++++ Provided material
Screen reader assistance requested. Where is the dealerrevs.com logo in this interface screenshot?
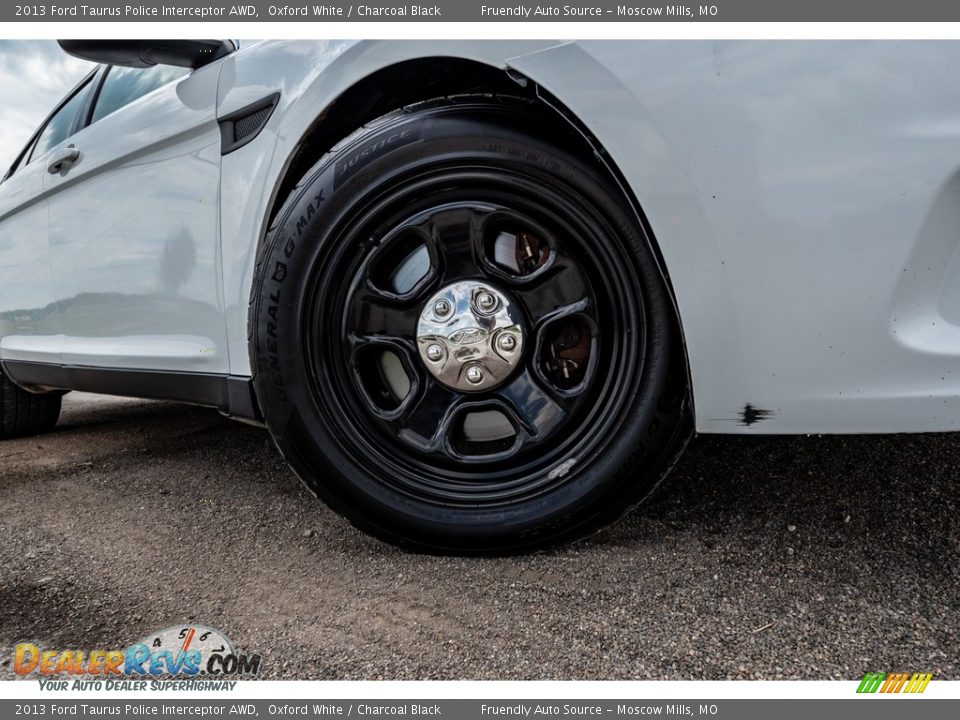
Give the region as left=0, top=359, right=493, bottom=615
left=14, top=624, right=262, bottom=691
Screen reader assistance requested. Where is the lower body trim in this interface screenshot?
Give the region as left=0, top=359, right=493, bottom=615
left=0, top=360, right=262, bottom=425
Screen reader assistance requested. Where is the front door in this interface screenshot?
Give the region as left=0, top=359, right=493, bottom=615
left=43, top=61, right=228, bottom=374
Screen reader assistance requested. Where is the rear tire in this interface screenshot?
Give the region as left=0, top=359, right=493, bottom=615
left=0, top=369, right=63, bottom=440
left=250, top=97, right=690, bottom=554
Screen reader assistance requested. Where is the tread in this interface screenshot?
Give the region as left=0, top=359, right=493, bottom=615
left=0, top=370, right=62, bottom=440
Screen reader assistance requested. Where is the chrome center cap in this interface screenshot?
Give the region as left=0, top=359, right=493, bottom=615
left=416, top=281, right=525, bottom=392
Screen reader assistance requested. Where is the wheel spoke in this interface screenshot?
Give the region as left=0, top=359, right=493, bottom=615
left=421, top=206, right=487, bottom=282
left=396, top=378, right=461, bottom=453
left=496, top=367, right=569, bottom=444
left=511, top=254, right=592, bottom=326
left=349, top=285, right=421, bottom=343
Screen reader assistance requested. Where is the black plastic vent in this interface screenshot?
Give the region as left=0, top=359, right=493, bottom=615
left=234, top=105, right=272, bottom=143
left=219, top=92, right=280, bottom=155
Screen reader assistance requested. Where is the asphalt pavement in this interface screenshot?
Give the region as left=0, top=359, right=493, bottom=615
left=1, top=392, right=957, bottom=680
++++++++
● What is being asked
Omit every picture, then write out the entries above exactly.

● Written answer
Screen reader assistance requested. Where is the dealerrevs.com logo in this interface screenshot?
Give the region as left=0, top=359, right=493, bottom=615
left=14, top=624, right=262, bottom=691
Screen reader assistance requested. Where is the lower body trim in this interface screenshot?
Give the region as left=0, top=359, right=493, bottom=615
left=0, top=360, right=262, bottom=425
Screen reader assistance requested. Where is the front door in this interface screenshot?
Give the region as left=0, top=359, right=493, bottom=615
left=43, top=61, right=228, bottom=374
Screen reader assistance requested. Where is the rear tire in this interface screenshot?
Give the region as left=0, top=359, right=493, bottom=615
left=0, top=369, right=63, bottom=440
left=250, top=97, right=690, bottom=554
Screen reader assistance requested. Where is the tread in this interface screenshot?
Give the region as left=0, top=359, right=493, bottom=615
left=0, top=370, right=62, bottom=440
Screen reader assistance requested. Where is the chrome center cap in this interface screenshot?
Give the region as left=0, top=359, right=493, bottom=615
left=416, top=281, right=525, bottom=392
Screen reader assistance requested. Where is the wheel spoke in this interface screenshot?
Give the region as left=0, top=359, right=493, bottom=615
left=421, top=206, right=487, bottom=282
left=396, top=378, right=461, bottom=453
left=496, top=367, right=569, bottom=444
left=511, top=254, right=592, bottom=326
left=349, top=285, right=421, bottom=343
Screen reader assistance requested. Where is the black plastic vent in this interface screenshot?
Give the region as left=0, top=359, right=493, bottom=615
left=234, top=105, right=272, bottom=143
left=219, top=92, right=280, bottom=155
Screen reader assistance requested. Where is the asphalt pavement in this interface screenshot?
Give the region as left=0, top=359, right=493, bottom=615
left=1, top=392, right=957, bottom=680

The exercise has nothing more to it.